* [Testo proposto]
***

San Andreas – Recensione

Pubblicato il 1 Giugno 2015 alle 13:51

L’instabile faglia di San Andreas causa una serie di potentissime scosse di terremoto che devastano la California. Il coraggioso vigile del fuoco Ray Gaines, pilota di elicotteri di soccorso, trae in salvo la sua ex-moglie Emma, dalla quale si è separato dopo un terribile trauma familiare. Insieme cercano di raggiungere la figlia Blake, abbandonata dal codardo nuovo compagno della madre e coadiuvata da due nuovi amici, i fratelli Ben e Ollie.

San Andreas

“La faglia di San Andreas ti dice niente?” chiede Lex Luthor, interpretato da Gene Hackman, in Superman, il film di Richard Donner uscito nel 1978. “E’ la congiunzione di due grandi masse”, risponde l’Uomo d’Acciaio. “La faglia è assai instabile e si sposta provocando dei terremoti in California di quanto in quanto.” Luthor dirotta quindi un missile dell’esercito facendolo esplodere sulla faglia e Superman deve arginare la distruzione che ne consegue risistemando le placche tettoniche a mani nude. Ma cosa accade se non hai un supereroe a disposizione? Ci pensano i muscoli di Dwayne Johnson che torna a collaborare con il regista Brad Peyton dopo Viaggio nell’isola misteriosa.

***

* [Dati forniti]
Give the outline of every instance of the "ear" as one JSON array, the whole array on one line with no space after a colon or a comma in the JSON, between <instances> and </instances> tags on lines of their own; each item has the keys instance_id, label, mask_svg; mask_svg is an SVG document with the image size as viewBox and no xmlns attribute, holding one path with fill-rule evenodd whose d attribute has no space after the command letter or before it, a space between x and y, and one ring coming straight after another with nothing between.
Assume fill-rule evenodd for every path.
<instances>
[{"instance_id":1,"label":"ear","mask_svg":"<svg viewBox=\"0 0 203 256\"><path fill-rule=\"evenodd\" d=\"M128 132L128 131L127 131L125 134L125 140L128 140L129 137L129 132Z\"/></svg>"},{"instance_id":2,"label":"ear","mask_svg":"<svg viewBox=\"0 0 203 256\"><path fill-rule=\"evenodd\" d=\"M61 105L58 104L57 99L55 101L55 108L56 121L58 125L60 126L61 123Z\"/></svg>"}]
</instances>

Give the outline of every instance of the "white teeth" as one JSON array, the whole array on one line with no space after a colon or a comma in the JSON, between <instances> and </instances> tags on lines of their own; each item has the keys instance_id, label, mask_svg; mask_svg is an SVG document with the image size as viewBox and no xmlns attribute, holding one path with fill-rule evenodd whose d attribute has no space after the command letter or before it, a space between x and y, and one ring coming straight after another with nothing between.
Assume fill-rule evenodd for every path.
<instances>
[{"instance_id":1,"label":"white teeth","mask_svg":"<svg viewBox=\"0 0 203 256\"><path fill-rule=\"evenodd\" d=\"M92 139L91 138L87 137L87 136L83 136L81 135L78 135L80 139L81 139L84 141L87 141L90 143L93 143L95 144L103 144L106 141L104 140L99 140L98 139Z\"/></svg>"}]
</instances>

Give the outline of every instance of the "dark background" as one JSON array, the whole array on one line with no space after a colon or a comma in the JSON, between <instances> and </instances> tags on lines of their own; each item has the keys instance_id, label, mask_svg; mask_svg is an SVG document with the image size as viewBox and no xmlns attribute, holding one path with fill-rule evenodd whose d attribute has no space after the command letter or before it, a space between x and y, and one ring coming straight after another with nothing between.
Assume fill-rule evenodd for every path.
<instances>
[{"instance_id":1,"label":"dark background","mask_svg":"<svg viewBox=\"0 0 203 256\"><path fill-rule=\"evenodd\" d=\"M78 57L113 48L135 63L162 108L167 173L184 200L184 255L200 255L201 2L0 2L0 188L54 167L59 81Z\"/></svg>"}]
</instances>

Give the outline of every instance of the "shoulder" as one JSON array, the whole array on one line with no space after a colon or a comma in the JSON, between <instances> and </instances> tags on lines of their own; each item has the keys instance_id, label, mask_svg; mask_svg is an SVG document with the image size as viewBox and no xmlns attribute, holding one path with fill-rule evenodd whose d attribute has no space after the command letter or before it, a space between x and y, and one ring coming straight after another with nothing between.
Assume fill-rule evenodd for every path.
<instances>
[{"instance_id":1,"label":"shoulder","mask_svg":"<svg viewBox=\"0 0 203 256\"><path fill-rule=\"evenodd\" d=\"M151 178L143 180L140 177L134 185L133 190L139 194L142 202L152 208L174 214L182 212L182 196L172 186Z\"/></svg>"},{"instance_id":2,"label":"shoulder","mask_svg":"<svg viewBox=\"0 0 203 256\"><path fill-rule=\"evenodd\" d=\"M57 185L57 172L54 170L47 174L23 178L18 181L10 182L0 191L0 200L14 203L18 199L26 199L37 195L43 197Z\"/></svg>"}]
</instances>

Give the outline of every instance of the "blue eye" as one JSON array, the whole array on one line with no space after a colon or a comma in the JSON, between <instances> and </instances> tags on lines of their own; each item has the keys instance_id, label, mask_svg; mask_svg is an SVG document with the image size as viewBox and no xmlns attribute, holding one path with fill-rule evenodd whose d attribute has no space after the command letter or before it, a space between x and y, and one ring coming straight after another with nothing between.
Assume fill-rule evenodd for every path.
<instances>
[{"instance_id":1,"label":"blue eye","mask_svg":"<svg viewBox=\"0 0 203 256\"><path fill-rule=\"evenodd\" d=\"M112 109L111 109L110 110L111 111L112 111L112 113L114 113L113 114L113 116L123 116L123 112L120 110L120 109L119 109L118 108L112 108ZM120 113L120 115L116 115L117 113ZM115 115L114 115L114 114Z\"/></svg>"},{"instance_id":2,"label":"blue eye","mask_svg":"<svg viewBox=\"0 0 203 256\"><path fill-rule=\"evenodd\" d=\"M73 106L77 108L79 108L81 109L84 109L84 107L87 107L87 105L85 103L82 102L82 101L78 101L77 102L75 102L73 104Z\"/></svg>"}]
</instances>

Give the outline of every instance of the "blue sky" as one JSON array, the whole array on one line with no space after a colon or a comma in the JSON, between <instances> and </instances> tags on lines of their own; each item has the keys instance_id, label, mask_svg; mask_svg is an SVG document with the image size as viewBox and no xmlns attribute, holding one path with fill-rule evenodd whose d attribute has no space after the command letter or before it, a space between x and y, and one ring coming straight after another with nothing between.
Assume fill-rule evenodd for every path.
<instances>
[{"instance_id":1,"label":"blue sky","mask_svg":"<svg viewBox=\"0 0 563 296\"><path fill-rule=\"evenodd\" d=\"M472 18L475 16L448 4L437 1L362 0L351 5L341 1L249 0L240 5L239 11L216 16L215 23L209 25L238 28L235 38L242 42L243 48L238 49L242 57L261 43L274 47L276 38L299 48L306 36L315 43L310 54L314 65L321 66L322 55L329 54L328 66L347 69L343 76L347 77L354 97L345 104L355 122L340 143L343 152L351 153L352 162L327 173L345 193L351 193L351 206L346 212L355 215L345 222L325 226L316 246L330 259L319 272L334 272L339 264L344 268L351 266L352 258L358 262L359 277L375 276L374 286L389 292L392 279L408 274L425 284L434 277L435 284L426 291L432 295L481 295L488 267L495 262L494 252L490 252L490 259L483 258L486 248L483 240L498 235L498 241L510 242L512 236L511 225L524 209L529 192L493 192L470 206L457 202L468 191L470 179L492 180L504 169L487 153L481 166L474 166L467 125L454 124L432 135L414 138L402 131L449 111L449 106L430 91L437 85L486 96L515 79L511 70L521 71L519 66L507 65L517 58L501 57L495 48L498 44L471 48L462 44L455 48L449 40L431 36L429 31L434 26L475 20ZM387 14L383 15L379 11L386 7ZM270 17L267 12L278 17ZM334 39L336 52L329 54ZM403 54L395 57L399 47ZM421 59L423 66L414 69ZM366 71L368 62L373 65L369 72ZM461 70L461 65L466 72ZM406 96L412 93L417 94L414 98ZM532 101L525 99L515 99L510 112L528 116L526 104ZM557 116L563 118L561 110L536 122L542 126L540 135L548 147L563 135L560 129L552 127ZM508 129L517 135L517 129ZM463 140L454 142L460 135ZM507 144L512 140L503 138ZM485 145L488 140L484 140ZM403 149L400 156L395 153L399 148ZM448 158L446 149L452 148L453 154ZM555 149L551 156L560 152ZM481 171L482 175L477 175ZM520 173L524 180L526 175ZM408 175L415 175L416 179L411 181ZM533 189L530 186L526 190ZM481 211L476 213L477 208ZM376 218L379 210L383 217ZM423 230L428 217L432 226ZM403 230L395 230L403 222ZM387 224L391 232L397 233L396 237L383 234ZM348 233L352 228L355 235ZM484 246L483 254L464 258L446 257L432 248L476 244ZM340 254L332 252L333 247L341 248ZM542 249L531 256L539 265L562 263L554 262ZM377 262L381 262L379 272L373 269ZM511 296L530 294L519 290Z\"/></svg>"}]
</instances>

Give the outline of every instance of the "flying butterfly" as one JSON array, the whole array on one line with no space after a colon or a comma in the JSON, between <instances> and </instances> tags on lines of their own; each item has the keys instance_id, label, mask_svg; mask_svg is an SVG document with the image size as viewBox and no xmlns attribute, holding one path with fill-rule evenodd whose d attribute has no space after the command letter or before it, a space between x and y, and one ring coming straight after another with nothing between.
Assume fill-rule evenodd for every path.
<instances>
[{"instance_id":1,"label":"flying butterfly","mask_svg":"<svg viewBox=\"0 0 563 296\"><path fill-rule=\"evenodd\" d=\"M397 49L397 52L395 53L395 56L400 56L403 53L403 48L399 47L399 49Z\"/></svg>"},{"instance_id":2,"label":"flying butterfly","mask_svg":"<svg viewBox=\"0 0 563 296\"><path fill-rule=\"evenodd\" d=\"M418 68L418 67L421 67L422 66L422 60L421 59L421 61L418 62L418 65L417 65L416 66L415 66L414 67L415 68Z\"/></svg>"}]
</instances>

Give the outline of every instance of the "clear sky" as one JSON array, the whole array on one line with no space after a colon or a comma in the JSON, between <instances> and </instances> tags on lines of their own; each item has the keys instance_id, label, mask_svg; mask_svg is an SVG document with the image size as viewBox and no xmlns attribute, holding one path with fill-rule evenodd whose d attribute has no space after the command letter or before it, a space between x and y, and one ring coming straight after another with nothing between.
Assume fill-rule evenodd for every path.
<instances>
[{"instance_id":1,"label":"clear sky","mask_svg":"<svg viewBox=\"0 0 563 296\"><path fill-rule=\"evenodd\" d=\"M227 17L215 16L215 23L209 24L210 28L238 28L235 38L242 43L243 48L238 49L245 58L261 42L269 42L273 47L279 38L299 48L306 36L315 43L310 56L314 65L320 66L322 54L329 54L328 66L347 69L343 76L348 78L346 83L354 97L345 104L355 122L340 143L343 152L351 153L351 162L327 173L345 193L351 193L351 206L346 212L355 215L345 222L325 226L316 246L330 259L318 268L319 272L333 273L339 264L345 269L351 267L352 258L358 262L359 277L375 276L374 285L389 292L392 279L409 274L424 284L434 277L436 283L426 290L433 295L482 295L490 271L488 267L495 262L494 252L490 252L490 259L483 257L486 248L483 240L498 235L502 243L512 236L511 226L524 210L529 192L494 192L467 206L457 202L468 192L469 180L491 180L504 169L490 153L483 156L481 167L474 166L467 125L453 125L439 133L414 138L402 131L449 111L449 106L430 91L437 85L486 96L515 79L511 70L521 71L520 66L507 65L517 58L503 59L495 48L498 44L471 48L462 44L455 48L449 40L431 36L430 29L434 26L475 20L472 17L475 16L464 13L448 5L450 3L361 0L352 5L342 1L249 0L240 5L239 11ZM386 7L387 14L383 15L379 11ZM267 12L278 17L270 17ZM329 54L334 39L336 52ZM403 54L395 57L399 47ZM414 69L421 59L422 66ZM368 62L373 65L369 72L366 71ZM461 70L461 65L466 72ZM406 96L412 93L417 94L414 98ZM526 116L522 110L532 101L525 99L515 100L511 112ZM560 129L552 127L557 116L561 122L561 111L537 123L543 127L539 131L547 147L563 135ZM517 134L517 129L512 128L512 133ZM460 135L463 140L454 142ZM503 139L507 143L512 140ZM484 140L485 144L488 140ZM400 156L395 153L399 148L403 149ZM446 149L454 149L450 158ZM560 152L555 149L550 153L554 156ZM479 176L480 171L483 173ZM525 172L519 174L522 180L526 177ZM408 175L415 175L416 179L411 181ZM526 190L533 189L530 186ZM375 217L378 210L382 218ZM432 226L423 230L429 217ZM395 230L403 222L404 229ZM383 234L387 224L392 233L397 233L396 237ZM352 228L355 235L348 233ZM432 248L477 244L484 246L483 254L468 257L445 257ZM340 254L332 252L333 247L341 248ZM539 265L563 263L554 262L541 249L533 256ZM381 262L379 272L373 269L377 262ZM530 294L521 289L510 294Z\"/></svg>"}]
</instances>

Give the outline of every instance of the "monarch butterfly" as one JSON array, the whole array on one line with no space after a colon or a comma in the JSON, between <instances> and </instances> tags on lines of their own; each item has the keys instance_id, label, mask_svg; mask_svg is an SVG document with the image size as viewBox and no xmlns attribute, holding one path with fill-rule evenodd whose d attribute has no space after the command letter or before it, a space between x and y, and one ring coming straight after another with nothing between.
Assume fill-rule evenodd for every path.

***

* [Attività 1] Secondo la recensione, con quale regista torna a collaborare Dwayne Johnson?
* [Attività 2] Trascrivi dalla recensione il passo che comincia con "Pubblicato il 1" e si chiude con "Ben e Ollie.".

* [Spazio risposta 1] Con Brad Peyton.

* [Spazio risposta 2]
Pubblicato il 1 Giugno 2015 alle 13:51

L’instabile faglia di San Andreas causa una serie di potentissime scosse di terremoto che devastano la California. Il coraggioso vigile del fuoco Ray Gaines, pilota di elicotteri di soccorso, trae in salvo la sua ex-moglie Emma, dalla quale si è separato dopo un terribile trauma familiare. Insieme cercano di raggiungere la figlia Blake, abbandonata dal codardo nuovo compagno della madre e coadiuvata da due nuovi amici, i fratelli Ben e Ollie.